Assigned task 1:
Transcribe the food storage text below, starting at "Shredded Cheese and" and ending at "want to use it.".
Assigned task 2:
Translate this sentence from the food storage text below into Spanish: "If you see mold or pink streaks in it, throw it out—it's not worth the risk."
Assigned task 3:
Summarize the food storage text below in two sentences.

Document text:
──────────

Shredded Cheese and Sliced Cheese
Got a bag of pre-shredded cheese? Keep it in the bag it came in, or put it in a resealable bag, and it'll be good in the fridge for a week or two after it's been opened. It's also a great candidate for the freezer, where it'll last for up to three months. You can even grate and freeze your own hard or semi-hard cheeses and stash freezer bags for easy distribution and melting. Sliced, packaged cheese also freezes well—seal it in a freezer bag or an extra layer of foil to prevent freezer burn. Thaw in the fridge when you want to use it.
Keep yogurt in the fridge, of course. Once you open yogurt, it's best within 5 to 7 days, but it can be stretched to about two weeks. If you see mold or pink streaks in it, throw it out—it's not worth the risk. Luckily, if you have too much yogurt and not enough time to eat it, you can definitely freeze it. Frozen yogurt is a treat that many national chains have capitalized on, and yes, it's totally just the stuff you eat with granola but in the freezer, plus flavoring. Yogurt loses some of its texture when it's frozen and thawed, but it's delightful when kept frozen. You can make your own frozen yogurt flavors, like coconut-mango frozen yogurt. Or you can just put dollops of yogurt on a sheet pan lined with parchment or foil, freeze them, and transfer to a freezer bag to plop into smoothies and baking. You could also freeze it in a freezer bag or an ice cube tray, if you'd like.

──────────

Data excerpts:

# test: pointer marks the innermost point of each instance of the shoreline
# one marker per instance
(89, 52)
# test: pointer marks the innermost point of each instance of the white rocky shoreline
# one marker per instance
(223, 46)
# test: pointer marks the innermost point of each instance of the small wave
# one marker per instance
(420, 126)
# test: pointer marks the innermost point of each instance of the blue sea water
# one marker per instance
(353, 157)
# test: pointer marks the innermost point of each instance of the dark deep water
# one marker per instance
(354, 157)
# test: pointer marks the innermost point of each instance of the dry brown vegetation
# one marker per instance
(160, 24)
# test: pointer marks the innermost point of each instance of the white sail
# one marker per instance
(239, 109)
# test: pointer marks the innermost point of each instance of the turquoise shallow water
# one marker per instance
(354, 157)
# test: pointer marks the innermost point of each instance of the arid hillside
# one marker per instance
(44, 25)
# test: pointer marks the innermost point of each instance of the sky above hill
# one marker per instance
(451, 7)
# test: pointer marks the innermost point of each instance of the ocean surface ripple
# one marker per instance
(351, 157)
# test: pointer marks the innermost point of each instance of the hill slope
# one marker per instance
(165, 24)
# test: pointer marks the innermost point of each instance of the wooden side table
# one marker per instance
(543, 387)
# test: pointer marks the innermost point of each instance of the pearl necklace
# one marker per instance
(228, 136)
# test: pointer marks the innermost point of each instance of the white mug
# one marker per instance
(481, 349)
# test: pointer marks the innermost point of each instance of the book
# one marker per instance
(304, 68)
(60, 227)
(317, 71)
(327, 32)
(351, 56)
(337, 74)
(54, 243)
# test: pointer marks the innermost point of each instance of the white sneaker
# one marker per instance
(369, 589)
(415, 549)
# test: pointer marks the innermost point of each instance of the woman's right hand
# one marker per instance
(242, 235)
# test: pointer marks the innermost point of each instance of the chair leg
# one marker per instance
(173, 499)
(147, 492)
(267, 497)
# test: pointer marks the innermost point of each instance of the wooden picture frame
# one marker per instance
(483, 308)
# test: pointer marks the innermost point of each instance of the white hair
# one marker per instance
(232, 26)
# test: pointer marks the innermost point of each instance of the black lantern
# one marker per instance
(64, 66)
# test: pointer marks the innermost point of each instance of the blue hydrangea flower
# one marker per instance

──────────

Exercise solution 1:
Shredded Cheese and Sliced Cheese
Got a bag of pre-shredded cheese? Keep it in the bag it came in, or put it in a resealable bag, and it'll be good in the fridge for a week or two after it's been opened. It's also a great candidate for the freezer, where it'll last for up to three months. You can even grate and freeze your own hard or semi-hard cheeses and stash freezer bags for easy distribution and melting. Sliced, packaged cheese also freezes well—seal it in a freezer bag or an extra layer of foil to prevent freezer burn. Thaw in the fridge when you want to use it.

Exercise solution 2:
Si ves moho o vetas rosadas en él, tíralo; no vale la pena arriesgarse.

Exercise solution 3:
Pre-shredded cheese keeps in the fridge for a week or two after opening and up to three months in the freezer, and sliced, packaged cheese also freezes well if sealed to prevent freezer burn. Opened yogurt is best within 5 to 7 days but can last about two weeks, should be thrown out if it shows mold or pink streaks, and can be frozen, though it loses some texture when thawed.